__Problem__.
Reproduce, exactly and in full, only the lines below from the one containing "Mark a dot on every instance of the wooden shelf" through the one containing "Mark a dot on every instance of the glass".

__Source material__.
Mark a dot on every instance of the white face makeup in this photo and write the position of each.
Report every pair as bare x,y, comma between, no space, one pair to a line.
---
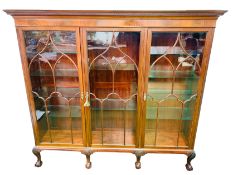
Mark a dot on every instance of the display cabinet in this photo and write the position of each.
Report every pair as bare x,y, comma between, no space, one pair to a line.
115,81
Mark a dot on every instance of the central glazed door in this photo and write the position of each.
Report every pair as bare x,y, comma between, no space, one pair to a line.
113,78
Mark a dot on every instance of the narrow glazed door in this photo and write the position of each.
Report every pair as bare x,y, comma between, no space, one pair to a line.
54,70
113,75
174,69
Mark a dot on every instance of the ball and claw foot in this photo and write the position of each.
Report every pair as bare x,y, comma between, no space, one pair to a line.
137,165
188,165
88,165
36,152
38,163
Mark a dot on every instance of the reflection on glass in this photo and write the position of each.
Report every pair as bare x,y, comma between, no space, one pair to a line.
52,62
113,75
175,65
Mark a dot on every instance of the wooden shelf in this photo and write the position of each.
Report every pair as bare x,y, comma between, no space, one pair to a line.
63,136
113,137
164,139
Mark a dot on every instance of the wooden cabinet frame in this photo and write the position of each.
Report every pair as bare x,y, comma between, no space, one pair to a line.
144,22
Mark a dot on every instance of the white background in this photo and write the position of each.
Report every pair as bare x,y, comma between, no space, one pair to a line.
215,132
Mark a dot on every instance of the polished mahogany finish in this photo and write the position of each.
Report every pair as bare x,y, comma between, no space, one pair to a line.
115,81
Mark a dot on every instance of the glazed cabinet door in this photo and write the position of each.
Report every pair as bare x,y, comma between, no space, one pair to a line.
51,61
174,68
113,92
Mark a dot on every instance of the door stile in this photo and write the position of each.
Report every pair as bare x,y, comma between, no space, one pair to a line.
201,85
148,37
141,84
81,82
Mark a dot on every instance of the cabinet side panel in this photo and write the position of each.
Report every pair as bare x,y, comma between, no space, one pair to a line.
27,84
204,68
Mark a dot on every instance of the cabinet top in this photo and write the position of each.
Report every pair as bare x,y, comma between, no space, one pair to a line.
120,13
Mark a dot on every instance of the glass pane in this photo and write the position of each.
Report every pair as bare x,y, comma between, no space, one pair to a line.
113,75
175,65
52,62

__Task answer__.
Mark a dot on every instance of the wooden shelf in this photo and write the position of each.
Report every pair as bare x,y, comma between, no space, one pair to a line.
63,136
113,137
164,139
Mark a dot on every instance of the wooden cabinet frame in this photo and write the position of each.
Report every pair as bare x,y, comma between, no space, one pair to a line.
144,22
Mark a dot on every instance of the white background in this photo and write the position of each.
Report every pair as bare x,y, comma between, no space, one pair to a line.
215,132
Mark a dot on every instance of the polished mahogany finish in this photo and write the position of each.
Report every pair as bare x,y, comma between, no space, one pair to a line.
115,81
Mark a dot on every instance of the glazed cabinet door in this photo and write the position of each.
Report every pair as bare x,y, comma between, no space, one pair to a line.
51,61
174,68
113,92
Mark a dot on every instance of the door stile in this photo and write the position of each.
Report every pair as bare x,y, comma between, no space, one pair to a line.
201,85
148,37
141,84
81,82
Mark a dot on every instance of the cabinet side panel in this photo and write the position of each.
Report every pair as bare x,y, comma between, no space, one pair to a line.
27,84
204,68
Mark a dot on every instance of the cabinet top in this photo and write the position of each.
Report every pair as bare x,y, comma between, no space, one pair to a line.
120,13
Mark a dot on every instance of the glass pane in this photo and write the position of each.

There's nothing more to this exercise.